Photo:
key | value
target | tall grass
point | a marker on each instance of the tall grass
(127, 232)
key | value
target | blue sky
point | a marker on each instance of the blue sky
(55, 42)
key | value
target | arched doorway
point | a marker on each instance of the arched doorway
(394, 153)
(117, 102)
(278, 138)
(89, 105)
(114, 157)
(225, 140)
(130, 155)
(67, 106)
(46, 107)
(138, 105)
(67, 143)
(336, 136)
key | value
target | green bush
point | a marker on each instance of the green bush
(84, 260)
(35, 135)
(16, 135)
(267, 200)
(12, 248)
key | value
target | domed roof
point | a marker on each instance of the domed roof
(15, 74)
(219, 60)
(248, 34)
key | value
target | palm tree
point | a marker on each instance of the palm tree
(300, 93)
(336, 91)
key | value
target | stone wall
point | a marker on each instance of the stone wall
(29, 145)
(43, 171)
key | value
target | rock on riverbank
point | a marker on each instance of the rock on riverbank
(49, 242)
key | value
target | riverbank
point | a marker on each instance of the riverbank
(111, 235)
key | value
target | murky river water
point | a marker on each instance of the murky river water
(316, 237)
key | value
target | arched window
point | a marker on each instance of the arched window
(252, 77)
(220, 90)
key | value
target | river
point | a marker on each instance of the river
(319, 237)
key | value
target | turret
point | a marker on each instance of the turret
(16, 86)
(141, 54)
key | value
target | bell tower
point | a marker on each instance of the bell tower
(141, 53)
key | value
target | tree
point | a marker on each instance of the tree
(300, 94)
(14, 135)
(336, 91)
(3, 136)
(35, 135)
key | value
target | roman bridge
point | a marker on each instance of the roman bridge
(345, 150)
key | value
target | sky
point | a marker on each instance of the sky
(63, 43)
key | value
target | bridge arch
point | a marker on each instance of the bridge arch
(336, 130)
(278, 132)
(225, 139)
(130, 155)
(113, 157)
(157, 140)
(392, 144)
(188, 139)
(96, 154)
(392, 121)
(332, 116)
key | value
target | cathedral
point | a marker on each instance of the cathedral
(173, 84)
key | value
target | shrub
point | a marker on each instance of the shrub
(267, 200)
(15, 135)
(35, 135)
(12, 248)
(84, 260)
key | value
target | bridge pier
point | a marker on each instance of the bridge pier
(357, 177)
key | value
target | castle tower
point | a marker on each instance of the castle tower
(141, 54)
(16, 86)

* GOAL OF THE EXERCISE *
Give back every line from the beginning of the records through the line holding "target | arched doorway", exactly as it reads, and leave out the rest.

* SOLUTION FOR THIS TASK *
Photo:
key | value
target | tall grass
point | a marker on each instance of the tall grass
(127, 232)
key | value
target | blue sky
point | a marker on each instance of the blue sky
(55, 42)
key | value
target | arched doorway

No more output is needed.